TASK REQUIREMENTS → Your answer should be the entries, repeated exactly.

GIVEN RECORDS →
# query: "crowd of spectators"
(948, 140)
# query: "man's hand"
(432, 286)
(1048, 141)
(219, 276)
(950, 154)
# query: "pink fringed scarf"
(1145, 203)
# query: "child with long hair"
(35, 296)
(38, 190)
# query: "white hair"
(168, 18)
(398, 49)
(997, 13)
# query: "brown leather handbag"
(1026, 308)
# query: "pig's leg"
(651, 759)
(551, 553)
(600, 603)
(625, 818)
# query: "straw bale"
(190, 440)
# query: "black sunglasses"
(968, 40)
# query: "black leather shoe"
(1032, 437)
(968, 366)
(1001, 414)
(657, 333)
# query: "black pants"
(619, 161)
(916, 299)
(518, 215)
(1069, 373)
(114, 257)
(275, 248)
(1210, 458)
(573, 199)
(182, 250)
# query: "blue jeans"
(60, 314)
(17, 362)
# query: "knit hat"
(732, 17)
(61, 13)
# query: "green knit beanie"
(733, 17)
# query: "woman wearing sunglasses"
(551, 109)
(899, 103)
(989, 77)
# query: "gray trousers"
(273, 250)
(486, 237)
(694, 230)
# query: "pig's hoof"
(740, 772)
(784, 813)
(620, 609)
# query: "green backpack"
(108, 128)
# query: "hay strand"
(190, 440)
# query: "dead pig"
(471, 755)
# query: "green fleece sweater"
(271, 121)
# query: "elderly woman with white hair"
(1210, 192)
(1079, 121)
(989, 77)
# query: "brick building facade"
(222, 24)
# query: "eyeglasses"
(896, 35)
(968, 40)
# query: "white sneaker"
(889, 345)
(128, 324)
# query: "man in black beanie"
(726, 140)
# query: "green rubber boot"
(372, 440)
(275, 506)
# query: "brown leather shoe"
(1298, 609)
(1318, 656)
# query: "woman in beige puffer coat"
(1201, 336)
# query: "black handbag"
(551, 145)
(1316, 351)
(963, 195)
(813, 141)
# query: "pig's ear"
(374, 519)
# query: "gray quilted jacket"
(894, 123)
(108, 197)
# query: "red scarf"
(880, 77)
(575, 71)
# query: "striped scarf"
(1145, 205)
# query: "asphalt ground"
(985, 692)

RESULT OF THE TASK →
# query: "crowd of spectators"
(948, 140)
# query: "man's hand"
(432, 286)
(1048, 141)
(219, 276)
(950, 154)
# query: "pink fringed scarf"
(1145, 203)
# query: "child with long hair"
(35, 296)
(38, 190)
# query: "white hair"
(168, 18)
(398, 49)
(997, 13)
# query: "brown leather handbag"
(1026, 308)
# query: "pig's leg"
(651, 759)
(551, 553)
(600, 603)
(625, 818)
# query: "straw bale"
(190, 440)
# query: "black sunglasses"
(968, 40)
# query: "black leather shoe"
(1032, 437)
(968, 366)
(1001, 414)
(657, 333)
# query: "black pants"
(619, 161)
(916, 299)
(518, 215)
(1069, 373)
(114, 257)
(275, 248)
(1210, 458)
(573, 199)
(182, 250)
# query: "blue jeans"
(60, 314)
(17, 362)
# query: "knit hat"
(732, 17)
(61, 13)
# query: "green knit beanie"
(733, 17)
# query: "woman wearing sunglasses"
(551, 109)
(899, 103)
(989, 77)
# query: "gray trousers"
(273, 250)
(486, 237)
(694, 230)
# query: "pig's hoof"
(740, 772)
(784, 813)
(620, 609)
# query: "green backpack"
(108, 128)
# query: "hay strand"
(190, 440)
# query: "dead pig"
(471, 755)
# query: "green fleece sweater"
(271, 121)
# query: "elderly woman with white hair"
(1210, 192)
(1079, 121)
(989, 77)
# query: "brick building facade"
(222, 24)
# query: "eyeglasses"
(896, 35)
(968, 40)
# query: "white sneaker"
(889, 345)
(128, 324)
# query: "man in black beanie"
(726, 140)
# query: "green rubber boot"
(372, 440)
(275, 506)
# query: "brown leather shoe"
(1298, 609)
(1318, 656)
# query: "woman in beige puffer coat"
(1201, 336)
# query: "black handbag"
(551, 145)
(1316, 351)
(963, 195)
(813, 141)
# query: "pig's ear"
(374, 519)
# query: "gray quilted jacket"
(894, 123)
(108, 197)
# query: "red scarf"
(880, 77)
(575, 71)
# query: "striped scarf"
(1145, 205)
# query: "asphalt ground"
(985, 692)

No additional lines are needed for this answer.